In the lines running from the one containing "target | snow field" through the end of the entries, inclusive, rename "blue sky" to "clear sky", then give those lines again with everything else unchanged.

Stored items from a collection:
---

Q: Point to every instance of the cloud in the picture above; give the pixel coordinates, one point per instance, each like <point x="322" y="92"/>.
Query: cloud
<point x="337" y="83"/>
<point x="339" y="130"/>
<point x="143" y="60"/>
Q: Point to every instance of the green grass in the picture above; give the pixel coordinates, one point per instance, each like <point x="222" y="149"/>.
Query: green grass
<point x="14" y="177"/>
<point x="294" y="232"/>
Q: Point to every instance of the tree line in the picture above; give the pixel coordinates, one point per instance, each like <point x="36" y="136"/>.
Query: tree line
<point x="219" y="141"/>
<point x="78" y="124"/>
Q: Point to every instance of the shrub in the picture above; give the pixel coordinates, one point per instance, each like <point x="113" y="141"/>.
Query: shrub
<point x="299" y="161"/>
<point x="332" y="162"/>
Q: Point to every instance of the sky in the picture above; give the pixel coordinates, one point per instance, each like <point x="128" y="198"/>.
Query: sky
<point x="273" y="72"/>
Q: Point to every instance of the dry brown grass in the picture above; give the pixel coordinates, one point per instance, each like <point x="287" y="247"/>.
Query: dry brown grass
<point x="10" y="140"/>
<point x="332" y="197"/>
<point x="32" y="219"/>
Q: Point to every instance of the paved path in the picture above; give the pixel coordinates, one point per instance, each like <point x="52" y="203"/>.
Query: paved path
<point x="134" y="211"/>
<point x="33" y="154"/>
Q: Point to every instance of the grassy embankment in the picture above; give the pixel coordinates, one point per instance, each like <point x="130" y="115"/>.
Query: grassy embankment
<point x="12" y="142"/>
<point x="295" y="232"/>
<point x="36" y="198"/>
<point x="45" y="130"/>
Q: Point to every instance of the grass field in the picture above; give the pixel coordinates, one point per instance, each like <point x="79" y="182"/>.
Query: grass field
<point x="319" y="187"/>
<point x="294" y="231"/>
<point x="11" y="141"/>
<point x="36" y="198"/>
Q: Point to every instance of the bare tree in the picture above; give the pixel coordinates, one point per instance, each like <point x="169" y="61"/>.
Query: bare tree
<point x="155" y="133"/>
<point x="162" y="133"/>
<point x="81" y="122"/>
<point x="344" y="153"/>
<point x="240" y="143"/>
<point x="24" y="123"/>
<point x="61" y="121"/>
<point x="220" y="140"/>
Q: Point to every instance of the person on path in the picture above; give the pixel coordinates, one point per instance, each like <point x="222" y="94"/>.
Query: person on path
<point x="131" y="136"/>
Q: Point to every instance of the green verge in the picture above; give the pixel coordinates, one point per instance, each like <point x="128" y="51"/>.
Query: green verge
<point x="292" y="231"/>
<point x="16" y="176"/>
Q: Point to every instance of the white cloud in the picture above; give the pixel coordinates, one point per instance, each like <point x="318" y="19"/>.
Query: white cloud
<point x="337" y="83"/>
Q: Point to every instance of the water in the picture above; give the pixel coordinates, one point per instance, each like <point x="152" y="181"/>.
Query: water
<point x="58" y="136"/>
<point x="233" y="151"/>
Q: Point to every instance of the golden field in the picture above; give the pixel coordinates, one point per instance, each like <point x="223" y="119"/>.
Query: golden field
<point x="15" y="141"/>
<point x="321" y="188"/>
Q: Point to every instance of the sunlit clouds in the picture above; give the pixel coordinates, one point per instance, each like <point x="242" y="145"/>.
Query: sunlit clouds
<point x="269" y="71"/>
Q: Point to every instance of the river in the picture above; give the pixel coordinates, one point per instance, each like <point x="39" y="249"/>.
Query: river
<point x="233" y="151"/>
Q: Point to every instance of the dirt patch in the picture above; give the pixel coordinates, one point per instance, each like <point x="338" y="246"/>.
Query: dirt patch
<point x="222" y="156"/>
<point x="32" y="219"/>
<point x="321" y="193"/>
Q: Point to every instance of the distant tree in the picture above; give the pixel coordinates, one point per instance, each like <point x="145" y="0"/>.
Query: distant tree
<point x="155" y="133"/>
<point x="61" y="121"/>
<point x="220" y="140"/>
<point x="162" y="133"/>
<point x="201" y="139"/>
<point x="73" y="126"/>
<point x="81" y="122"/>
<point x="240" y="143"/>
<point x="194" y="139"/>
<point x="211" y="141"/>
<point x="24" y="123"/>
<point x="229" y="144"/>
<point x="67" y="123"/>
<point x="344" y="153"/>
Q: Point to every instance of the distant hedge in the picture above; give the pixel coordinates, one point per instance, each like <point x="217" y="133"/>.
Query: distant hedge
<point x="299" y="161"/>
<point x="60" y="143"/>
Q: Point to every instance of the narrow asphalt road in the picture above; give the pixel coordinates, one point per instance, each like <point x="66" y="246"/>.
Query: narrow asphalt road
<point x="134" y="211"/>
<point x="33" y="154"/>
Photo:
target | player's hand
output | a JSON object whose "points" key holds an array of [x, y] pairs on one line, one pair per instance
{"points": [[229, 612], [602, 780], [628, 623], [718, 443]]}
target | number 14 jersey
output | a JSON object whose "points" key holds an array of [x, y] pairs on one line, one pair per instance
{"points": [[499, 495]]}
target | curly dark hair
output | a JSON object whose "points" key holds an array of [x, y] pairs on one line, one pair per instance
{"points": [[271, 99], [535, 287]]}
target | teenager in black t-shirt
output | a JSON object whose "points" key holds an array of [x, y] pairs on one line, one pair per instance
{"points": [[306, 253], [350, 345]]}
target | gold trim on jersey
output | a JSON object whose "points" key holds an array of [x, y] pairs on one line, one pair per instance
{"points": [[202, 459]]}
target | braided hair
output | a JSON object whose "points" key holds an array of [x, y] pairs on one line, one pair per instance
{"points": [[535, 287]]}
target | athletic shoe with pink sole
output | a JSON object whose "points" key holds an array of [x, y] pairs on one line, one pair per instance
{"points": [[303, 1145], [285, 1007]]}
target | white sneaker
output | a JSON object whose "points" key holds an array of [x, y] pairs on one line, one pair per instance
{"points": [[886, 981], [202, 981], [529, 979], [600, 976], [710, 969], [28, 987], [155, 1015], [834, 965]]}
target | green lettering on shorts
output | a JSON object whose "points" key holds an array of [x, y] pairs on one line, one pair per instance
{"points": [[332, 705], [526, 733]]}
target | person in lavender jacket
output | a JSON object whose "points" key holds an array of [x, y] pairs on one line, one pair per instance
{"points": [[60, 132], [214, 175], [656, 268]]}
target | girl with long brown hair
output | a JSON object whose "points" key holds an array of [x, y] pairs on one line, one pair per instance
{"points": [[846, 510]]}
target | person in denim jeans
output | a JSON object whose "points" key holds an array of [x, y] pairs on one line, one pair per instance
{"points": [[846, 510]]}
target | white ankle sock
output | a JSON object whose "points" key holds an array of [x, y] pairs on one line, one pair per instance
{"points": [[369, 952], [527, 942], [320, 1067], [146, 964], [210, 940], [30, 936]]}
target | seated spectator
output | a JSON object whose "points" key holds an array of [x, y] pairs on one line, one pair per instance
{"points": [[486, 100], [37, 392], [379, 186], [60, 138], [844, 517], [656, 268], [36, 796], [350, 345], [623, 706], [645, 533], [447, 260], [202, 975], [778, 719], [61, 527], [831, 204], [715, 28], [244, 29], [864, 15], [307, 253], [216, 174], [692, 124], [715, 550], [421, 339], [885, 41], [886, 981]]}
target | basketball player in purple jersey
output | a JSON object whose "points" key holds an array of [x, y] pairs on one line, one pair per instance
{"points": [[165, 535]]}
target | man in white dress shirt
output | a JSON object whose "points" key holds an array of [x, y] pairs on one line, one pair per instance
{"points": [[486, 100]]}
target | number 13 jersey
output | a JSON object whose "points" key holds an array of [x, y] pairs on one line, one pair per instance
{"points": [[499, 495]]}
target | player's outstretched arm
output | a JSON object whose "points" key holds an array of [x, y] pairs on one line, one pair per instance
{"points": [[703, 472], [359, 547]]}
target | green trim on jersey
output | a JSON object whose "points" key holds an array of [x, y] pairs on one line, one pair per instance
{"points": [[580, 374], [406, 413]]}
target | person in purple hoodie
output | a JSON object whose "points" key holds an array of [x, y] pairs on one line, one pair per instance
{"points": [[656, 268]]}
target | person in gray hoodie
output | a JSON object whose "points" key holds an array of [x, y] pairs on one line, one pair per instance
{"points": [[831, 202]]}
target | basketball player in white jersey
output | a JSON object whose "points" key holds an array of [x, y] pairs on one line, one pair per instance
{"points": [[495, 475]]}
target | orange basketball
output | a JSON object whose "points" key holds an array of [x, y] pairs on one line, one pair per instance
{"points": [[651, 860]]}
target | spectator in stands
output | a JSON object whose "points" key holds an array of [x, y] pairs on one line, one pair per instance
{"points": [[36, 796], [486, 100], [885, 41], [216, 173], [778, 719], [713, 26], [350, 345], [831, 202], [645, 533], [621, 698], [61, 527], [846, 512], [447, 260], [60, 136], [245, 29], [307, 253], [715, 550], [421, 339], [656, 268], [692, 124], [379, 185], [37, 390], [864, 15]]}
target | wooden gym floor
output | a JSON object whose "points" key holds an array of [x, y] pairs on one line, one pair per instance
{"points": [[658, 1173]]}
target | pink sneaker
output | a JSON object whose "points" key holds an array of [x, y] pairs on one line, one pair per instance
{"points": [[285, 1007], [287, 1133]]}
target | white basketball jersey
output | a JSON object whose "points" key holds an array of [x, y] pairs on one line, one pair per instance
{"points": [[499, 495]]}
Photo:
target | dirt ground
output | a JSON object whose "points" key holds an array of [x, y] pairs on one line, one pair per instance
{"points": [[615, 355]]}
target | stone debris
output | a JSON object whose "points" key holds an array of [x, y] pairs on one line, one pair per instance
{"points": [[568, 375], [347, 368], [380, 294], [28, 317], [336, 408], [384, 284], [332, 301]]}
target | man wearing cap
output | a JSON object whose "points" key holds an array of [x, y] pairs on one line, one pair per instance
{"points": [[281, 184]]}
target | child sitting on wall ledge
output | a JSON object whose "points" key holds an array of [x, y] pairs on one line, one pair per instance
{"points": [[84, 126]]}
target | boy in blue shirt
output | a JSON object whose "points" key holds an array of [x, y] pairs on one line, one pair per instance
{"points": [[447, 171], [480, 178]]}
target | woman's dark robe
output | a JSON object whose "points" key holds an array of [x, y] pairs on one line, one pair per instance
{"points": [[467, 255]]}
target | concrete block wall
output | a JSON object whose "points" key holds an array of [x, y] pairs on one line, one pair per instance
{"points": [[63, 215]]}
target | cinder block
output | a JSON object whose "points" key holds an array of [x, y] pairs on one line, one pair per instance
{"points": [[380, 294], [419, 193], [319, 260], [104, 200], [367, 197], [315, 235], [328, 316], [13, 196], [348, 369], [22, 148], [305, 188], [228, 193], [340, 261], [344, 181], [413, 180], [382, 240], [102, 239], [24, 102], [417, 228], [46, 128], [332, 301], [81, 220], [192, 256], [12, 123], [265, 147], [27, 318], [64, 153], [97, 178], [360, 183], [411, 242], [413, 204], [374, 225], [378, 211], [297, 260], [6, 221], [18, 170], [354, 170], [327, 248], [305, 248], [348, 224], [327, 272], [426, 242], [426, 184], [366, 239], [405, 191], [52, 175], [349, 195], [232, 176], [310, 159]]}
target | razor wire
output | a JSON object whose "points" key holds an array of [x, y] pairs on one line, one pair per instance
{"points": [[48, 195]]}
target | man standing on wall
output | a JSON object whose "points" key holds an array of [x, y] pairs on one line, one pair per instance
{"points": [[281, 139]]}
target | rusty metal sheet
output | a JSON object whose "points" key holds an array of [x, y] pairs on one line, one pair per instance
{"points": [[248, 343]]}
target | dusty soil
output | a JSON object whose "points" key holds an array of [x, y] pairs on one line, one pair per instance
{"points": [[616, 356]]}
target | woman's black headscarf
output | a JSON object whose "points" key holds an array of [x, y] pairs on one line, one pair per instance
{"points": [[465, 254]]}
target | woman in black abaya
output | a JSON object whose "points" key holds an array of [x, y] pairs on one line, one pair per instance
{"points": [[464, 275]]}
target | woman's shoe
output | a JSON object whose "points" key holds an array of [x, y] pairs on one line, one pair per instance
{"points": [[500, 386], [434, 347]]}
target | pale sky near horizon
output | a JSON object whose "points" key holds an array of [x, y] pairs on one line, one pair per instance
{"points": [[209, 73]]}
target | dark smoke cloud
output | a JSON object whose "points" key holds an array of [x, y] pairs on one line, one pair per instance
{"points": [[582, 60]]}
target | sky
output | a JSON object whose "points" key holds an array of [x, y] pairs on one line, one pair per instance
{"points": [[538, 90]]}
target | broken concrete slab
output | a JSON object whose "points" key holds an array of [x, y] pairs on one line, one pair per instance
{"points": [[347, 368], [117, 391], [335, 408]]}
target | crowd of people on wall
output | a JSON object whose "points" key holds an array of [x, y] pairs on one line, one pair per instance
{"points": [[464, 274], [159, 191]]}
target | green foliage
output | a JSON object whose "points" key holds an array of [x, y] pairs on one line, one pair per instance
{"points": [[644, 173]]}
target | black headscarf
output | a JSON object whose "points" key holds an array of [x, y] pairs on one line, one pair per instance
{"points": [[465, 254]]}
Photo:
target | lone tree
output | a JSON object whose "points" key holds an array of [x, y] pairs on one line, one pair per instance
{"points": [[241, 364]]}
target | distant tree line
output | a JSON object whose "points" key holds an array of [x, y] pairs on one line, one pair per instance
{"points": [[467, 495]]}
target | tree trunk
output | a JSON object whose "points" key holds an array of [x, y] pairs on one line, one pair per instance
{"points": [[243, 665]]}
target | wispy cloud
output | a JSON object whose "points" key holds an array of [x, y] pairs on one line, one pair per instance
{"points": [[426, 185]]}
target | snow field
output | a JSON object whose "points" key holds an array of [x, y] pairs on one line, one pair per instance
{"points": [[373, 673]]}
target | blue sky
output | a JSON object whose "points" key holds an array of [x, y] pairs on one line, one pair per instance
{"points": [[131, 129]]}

---

◆ Final answer
target | snow field
output | a JSON object whose "points" key holds an array of [x, y] pairs on one line, one pair per instance
{"points": [[373, 673]]}
target | clear sky
output | a JSON object whose "points" key holds an array of [x, y] pairs on one line, one pair per instance
{"points": [[131, 129]]}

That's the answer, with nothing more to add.